[Goal] Every line from the one with "For the test set, locate each instance of the woman's" to the end of the data needs to be copied exactly, and no line before it.

[Materials provided]

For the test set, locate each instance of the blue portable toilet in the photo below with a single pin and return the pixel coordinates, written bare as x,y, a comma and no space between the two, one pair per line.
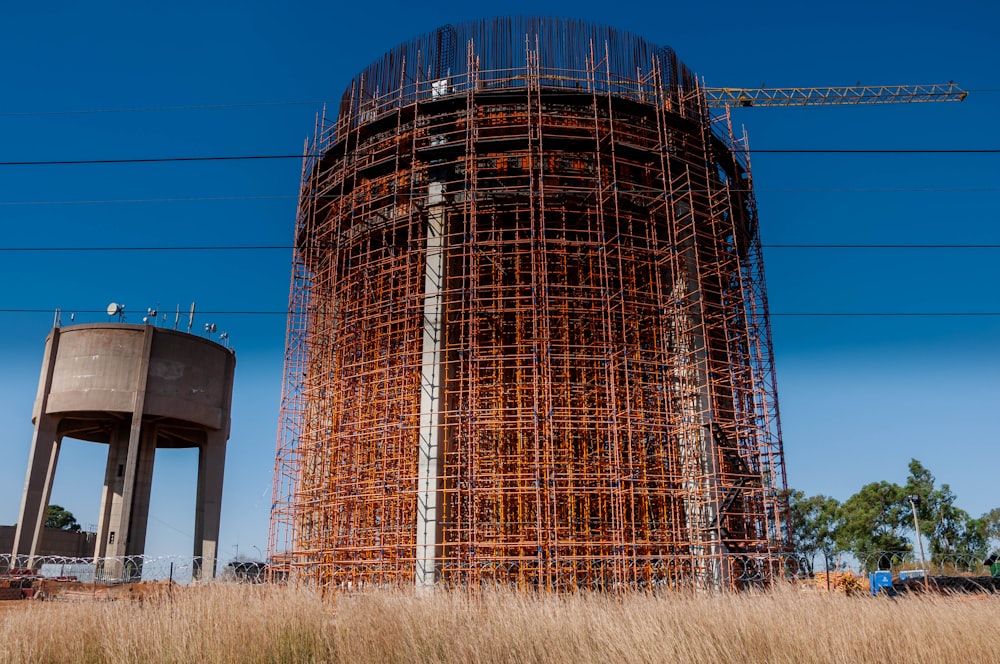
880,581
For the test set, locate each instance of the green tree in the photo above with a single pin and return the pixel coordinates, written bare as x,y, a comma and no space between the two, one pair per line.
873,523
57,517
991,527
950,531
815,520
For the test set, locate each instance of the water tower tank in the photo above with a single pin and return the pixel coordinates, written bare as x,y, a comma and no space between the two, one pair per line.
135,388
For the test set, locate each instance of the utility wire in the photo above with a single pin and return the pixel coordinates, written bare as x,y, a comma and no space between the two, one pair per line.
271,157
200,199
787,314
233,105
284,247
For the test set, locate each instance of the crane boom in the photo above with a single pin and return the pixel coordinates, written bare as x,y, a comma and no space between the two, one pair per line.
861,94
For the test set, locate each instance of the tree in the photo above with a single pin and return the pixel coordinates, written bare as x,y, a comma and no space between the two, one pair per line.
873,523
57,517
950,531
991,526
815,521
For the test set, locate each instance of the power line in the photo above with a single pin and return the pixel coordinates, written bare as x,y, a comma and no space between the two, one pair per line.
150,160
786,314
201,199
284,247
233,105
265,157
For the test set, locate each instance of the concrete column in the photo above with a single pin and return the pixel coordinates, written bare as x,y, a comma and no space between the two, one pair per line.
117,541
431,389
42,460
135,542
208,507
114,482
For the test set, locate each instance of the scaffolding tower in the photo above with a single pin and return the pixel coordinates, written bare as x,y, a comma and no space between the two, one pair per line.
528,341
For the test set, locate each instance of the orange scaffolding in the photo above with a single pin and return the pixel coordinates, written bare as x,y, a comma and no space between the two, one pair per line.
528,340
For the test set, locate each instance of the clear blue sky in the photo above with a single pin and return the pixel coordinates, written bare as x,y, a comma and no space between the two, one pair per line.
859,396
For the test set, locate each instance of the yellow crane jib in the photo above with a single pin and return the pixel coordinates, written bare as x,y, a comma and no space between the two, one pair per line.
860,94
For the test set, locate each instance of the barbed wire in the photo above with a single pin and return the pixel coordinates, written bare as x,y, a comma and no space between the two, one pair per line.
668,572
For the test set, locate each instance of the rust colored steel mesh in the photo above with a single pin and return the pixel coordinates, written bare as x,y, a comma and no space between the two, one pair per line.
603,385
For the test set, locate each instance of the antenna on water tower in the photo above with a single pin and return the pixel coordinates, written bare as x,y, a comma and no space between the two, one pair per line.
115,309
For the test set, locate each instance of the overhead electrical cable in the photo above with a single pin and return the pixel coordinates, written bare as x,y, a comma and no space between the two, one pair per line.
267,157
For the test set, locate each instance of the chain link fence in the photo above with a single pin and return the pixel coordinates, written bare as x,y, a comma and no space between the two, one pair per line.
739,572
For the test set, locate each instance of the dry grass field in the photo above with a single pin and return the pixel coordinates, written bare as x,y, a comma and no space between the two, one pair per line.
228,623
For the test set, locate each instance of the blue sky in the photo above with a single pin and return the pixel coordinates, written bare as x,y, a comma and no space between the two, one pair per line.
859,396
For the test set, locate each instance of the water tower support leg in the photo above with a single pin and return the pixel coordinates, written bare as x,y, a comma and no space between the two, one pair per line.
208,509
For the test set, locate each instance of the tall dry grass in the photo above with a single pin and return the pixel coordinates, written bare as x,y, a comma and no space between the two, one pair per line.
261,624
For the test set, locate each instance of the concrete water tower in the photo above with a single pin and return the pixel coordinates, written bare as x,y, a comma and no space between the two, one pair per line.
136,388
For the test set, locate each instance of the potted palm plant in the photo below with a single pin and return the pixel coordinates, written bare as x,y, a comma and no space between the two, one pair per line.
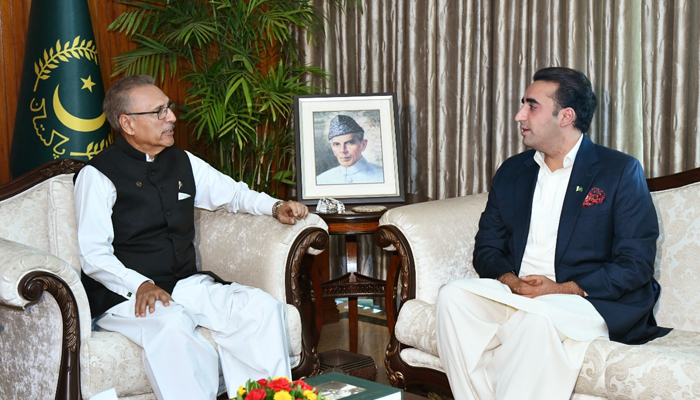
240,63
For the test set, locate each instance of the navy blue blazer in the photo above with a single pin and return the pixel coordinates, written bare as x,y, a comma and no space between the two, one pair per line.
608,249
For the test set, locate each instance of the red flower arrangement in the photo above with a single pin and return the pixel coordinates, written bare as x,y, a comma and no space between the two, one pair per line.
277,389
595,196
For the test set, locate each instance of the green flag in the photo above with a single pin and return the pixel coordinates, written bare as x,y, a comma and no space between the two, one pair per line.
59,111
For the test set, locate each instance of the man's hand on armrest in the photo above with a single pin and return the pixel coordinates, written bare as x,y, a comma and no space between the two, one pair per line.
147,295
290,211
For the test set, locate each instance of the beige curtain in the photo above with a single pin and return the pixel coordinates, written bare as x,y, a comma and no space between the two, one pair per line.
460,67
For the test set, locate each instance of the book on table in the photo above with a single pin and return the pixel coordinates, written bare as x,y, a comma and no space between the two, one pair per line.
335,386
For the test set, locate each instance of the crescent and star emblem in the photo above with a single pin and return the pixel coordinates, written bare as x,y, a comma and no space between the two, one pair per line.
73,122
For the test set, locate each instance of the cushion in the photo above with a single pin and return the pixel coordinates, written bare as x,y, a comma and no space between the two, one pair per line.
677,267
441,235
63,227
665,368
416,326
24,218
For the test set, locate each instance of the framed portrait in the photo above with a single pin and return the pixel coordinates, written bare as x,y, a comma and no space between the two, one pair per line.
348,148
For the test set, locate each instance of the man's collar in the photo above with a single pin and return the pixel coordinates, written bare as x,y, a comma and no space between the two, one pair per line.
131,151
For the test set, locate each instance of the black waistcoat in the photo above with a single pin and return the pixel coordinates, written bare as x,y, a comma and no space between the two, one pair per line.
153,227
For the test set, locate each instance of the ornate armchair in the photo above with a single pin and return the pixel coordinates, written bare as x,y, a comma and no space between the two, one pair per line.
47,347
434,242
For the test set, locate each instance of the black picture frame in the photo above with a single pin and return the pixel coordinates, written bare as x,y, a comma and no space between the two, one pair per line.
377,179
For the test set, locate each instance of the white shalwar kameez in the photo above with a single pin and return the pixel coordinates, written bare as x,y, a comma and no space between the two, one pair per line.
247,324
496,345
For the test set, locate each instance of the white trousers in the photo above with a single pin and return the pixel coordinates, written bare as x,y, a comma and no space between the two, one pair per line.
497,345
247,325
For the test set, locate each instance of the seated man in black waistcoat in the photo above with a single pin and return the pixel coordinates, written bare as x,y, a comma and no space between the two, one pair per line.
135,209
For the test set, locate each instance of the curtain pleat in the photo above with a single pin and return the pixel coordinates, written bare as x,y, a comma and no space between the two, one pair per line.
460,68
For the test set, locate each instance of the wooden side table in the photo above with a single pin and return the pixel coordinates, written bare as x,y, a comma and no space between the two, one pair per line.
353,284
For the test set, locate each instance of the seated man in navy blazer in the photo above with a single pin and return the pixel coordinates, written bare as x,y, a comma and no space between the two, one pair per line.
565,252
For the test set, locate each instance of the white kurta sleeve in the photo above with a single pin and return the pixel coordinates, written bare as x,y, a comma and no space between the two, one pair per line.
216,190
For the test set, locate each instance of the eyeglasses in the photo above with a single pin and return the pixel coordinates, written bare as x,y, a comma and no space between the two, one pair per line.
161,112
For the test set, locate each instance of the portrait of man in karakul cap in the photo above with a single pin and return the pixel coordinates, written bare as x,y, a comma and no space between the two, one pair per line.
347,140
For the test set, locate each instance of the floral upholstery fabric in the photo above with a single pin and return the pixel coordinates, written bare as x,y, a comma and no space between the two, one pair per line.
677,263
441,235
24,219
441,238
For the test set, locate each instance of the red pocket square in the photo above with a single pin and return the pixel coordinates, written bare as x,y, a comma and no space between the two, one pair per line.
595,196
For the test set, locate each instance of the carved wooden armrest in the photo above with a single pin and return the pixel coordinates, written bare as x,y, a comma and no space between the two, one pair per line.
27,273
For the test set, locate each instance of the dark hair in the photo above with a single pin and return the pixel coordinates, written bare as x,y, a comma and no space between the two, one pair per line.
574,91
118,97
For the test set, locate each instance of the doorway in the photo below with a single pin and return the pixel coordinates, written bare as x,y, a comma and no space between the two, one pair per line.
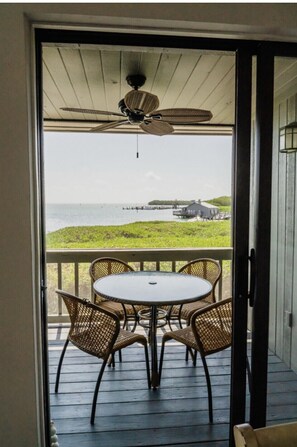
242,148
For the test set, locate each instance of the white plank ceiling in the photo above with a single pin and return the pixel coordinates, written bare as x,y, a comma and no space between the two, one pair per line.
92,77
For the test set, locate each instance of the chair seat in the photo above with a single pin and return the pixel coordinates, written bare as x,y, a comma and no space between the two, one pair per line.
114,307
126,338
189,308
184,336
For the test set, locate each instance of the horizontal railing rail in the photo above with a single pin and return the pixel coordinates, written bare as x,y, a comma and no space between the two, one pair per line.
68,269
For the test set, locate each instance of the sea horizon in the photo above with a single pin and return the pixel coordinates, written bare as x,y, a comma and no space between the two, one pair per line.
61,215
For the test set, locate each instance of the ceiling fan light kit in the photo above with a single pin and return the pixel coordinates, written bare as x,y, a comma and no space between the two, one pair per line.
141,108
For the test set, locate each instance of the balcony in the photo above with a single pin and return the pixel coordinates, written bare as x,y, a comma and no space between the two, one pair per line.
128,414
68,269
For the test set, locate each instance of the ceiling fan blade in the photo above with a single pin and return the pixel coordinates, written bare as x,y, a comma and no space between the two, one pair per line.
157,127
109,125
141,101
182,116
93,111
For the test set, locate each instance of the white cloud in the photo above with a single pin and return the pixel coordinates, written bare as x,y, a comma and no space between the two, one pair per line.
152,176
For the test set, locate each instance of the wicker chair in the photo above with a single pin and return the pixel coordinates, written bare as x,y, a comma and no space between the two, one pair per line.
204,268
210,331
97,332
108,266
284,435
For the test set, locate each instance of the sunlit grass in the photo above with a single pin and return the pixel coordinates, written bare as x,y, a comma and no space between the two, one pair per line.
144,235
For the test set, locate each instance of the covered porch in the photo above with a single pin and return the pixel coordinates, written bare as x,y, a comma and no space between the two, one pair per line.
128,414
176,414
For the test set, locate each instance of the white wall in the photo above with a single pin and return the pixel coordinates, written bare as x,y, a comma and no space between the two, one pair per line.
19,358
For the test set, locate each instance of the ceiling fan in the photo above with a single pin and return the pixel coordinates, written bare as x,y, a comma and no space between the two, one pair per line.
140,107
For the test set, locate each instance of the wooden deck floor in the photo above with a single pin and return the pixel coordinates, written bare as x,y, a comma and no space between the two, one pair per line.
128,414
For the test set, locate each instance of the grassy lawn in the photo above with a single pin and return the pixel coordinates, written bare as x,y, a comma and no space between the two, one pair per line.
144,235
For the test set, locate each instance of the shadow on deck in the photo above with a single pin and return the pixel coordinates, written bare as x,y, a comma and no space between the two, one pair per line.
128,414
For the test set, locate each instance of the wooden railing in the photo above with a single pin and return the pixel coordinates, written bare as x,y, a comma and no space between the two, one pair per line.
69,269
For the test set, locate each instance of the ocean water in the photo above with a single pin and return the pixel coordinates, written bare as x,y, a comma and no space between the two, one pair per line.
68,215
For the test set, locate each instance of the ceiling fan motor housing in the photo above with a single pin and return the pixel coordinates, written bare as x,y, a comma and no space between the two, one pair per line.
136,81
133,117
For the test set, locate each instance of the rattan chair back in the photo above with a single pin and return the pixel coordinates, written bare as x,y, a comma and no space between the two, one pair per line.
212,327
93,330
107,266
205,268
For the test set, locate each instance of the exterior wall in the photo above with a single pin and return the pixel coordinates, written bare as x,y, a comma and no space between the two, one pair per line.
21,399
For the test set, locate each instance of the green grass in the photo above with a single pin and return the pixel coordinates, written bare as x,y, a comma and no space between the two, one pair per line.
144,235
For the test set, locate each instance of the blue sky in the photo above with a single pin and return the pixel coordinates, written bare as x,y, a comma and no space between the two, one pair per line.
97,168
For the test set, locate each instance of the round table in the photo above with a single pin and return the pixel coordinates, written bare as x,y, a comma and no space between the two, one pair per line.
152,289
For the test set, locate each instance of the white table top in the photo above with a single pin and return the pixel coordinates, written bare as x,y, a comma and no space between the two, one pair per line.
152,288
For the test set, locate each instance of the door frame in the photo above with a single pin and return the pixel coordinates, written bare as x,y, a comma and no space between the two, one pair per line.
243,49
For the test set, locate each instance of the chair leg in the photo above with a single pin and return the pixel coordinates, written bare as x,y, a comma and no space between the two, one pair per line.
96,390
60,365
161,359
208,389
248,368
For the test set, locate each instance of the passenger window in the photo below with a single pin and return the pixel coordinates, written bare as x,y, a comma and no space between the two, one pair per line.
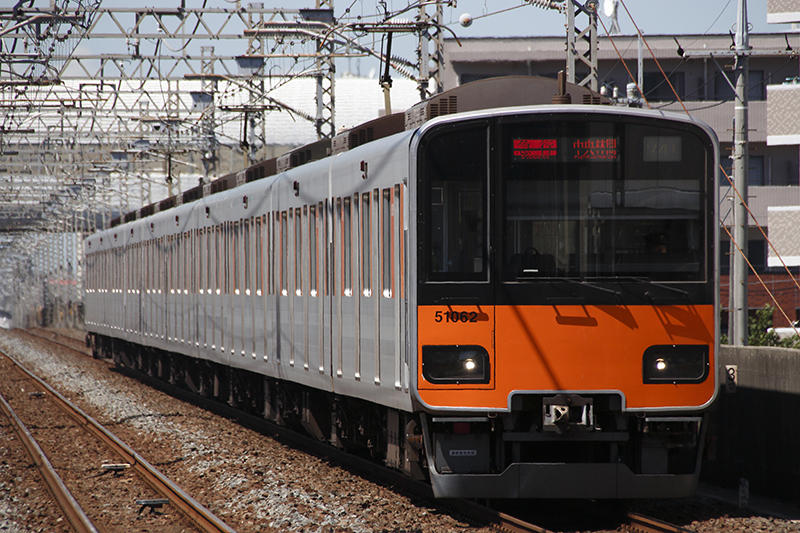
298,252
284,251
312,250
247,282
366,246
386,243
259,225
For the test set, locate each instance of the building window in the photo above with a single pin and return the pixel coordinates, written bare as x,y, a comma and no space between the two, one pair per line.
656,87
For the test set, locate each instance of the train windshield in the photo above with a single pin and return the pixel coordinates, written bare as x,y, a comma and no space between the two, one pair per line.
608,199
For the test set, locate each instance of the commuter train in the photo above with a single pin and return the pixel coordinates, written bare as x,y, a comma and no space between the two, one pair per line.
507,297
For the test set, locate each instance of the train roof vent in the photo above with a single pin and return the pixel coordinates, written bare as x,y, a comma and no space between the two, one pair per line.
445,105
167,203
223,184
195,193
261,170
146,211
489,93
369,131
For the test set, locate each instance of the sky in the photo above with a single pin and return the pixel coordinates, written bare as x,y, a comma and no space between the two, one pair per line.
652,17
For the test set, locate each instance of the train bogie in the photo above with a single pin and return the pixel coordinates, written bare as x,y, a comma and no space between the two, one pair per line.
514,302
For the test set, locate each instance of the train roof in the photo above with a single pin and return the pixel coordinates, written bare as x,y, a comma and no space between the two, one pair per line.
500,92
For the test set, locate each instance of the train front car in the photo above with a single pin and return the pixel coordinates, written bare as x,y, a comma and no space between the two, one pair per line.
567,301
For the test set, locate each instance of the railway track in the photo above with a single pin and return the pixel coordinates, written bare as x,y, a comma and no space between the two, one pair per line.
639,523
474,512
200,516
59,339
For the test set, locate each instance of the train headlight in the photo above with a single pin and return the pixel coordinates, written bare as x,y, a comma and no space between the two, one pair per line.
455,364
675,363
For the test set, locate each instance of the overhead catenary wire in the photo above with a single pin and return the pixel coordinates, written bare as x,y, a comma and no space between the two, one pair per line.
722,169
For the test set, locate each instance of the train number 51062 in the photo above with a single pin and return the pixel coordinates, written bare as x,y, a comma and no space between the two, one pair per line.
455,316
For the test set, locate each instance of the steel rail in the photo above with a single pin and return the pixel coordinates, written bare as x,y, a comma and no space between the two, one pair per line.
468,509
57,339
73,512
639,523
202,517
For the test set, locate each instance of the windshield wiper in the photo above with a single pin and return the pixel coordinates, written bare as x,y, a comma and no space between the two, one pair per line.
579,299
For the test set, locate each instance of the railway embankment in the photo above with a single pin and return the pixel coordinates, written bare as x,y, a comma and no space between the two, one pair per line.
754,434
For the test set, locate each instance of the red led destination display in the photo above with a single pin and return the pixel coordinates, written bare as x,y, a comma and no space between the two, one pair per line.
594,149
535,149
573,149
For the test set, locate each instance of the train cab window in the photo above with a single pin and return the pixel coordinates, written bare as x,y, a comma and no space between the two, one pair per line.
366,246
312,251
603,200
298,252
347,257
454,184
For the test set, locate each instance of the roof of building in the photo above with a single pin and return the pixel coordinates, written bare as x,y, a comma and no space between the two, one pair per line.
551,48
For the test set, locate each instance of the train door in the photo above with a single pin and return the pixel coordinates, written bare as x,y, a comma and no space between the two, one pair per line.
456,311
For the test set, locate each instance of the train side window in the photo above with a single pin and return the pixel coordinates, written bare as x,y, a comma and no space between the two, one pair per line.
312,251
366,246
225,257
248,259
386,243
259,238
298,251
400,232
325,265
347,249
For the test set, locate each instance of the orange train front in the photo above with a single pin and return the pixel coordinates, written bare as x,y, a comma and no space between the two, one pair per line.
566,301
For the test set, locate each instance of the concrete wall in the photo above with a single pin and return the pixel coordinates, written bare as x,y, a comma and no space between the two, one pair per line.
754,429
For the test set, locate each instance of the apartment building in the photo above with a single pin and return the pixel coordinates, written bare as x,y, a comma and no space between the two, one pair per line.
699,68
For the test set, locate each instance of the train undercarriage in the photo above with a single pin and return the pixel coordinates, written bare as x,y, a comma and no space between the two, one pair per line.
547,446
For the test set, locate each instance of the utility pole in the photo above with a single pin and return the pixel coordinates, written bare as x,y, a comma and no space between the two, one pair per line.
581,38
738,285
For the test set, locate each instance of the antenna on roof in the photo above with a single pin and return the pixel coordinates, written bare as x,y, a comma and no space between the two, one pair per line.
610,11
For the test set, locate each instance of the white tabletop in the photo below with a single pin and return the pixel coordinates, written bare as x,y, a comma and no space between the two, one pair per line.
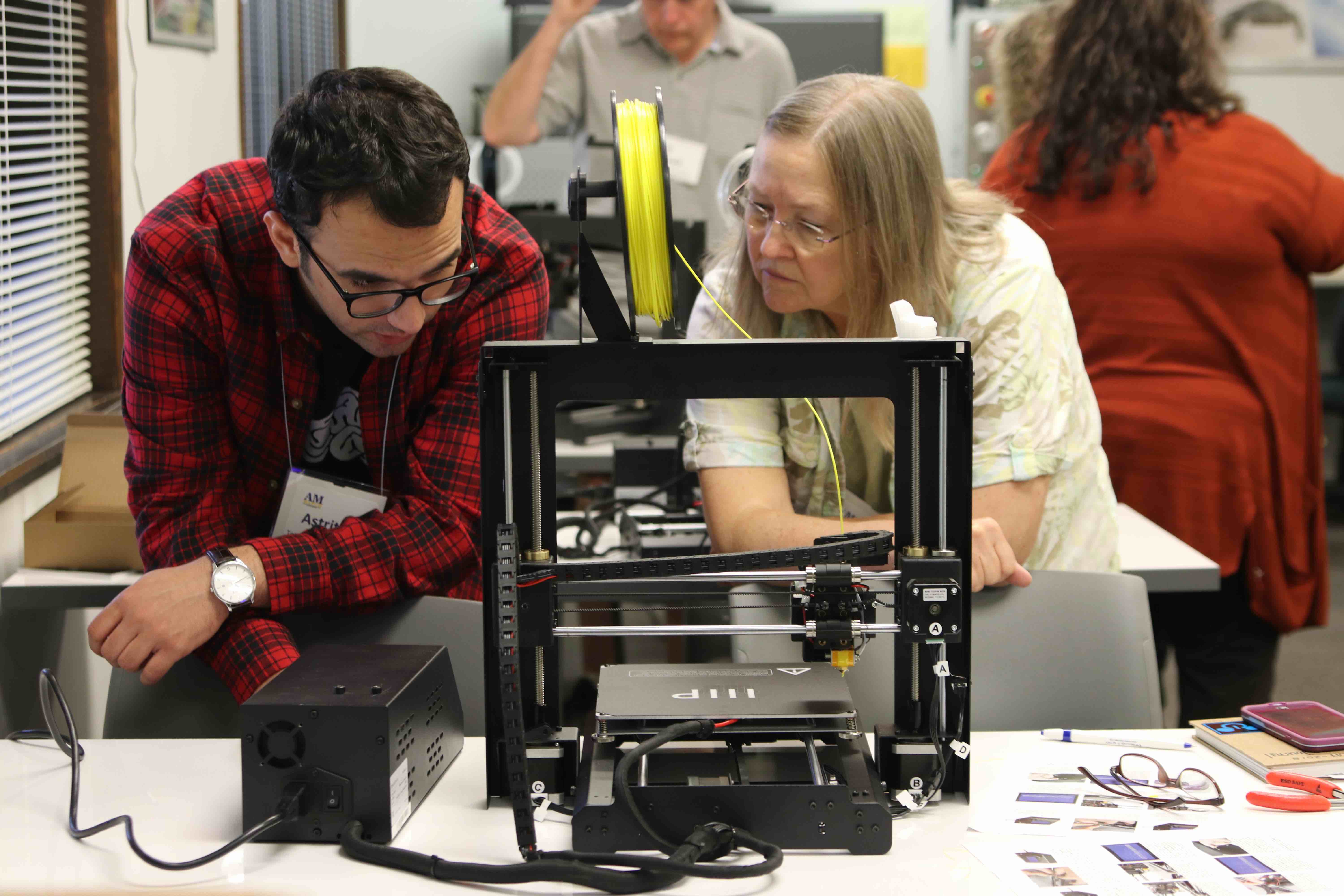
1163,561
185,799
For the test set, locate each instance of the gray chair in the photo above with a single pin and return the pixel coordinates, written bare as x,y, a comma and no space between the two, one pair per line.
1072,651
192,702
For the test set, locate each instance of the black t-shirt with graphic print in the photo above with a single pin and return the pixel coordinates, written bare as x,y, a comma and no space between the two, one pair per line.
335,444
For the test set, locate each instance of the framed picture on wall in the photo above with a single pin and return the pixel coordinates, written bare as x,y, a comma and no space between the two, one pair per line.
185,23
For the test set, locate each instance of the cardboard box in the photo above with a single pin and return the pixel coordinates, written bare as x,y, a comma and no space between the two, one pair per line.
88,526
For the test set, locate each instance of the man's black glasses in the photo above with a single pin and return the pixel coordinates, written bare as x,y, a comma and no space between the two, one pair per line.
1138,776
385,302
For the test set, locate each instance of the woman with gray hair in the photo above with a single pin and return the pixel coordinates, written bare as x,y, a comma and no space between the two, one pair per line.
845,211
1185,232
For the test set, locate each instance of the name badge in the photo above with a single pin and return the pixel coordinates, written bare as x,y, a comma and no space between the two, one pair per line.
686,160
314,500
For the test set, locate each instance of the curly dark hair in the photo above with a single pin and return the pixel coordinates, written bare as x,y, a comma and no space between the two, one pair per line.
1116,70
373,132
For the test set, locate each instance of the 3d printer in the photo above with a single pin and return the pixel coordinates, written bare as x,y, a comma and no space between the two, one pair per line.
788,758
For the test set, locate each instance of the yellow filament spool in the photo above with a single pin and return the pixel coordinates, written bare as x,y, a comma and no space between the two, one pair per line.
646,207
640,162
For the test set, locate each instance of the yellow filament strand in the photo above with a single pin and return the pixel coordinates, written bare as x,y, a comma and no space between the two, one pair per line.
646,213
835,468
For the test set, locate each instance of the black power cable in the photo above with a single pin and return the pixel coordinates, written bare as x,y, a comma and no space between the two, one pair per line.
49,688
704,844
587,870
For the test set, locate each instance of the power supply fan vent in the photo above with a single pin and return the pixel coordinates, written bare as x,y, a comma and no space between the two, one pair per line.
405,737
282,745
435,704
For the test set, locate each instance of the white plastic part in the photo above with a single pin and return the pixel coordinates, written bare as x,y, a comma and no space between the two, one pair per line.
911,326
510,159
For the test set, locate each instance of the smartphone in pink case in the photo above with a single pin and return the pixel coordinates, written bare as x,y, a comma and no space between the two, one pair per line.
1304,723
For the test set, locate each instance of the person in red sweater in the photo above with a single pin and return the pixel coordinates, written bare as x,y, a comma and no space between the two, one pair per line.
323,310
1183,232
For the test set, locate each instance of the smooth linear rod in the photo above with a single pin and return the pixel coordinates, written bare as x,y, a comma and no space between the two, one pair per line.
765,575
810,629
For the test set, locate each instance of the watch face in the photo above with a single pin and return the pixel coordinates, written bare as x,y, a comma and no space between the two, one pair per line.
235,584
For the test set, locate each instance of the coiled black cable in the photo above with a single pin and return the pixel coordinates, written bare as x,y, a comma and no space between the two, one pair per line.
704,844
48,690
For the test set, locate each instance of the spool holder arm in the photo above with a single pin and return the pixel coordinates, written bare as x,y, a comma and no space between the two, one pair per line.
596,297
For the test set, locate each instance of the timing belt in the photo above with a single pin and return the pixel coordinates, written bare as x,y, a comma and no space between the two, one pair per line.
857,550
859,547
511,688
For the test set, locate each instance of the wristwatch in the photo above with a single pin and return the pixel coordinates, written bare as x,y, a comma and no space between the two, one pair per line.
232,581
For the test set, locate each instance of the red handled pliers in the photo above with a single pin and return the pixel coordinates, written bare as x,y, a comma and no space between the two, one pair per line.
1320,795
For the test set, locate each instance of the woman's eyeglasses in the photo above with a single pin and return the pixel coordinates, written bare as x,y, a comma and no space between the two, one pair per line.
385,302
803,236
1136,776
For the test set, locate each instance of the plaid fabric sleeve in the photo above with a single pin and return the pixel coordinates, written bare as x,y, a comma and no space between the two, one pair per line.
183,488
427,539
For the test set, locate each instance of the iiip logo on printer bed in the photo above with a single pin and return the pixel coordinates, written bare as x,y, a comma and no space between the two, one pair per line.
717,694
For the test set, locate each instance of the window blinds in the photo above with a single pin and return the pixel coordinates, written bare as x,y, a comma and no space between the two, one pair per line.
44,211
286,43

[Task solution]
For the test set, locate each instance of the woman's eyeglasses in the photo above with a single pin and return the pixel coordinates, written bare as x,y, a comma and no space between the two, one pair per line.
385,302
803,236
1136,776
For the test set, locate each instance of the plaid fabric sleeve in the photo above with a single pin and return the pixel coordinates, written bare as x,y, a comma and no space between the two, one pair per line.
183,488
427,539
For the test set, locate each instance of the iiip logo on printer bed in the photo above with a single pin and return the pixel coordinates, written bare as x,y, a comma and no space between the two, one pair per line.
717,694
For the test set, locate each instance of the window blinds in the photo above with a single pin and return the pixel coordinates, written bare as x,y, a comma and no space between the two, one pair per line.
44,211
286,43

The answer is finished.